(Stored data entries)
*** Begin section ***

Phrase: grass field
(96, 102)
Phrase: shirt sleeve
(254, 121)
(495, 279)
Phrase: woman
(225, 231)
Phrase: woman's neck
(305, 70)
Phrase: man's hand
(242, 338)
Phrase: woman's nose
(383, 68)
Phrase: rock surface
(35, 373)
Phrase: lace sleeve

*** End section ***

**Exercise:** In your answer, reproduce every entry exactly as it was written.

**Answer to this task:**
Phrase: grass field
(96, 102)
Phrase: shirt sleeve
(254, 121)
(495, 279)
Phrase: woman
(225, 231)
Phrase: woman's neck
(305, 70)
Phrase: man's hand
(242, 338)
Phrase: woman's nose
(383, 68)
Phrase: rock surface
(35, 373)
Phrase: lace sleeve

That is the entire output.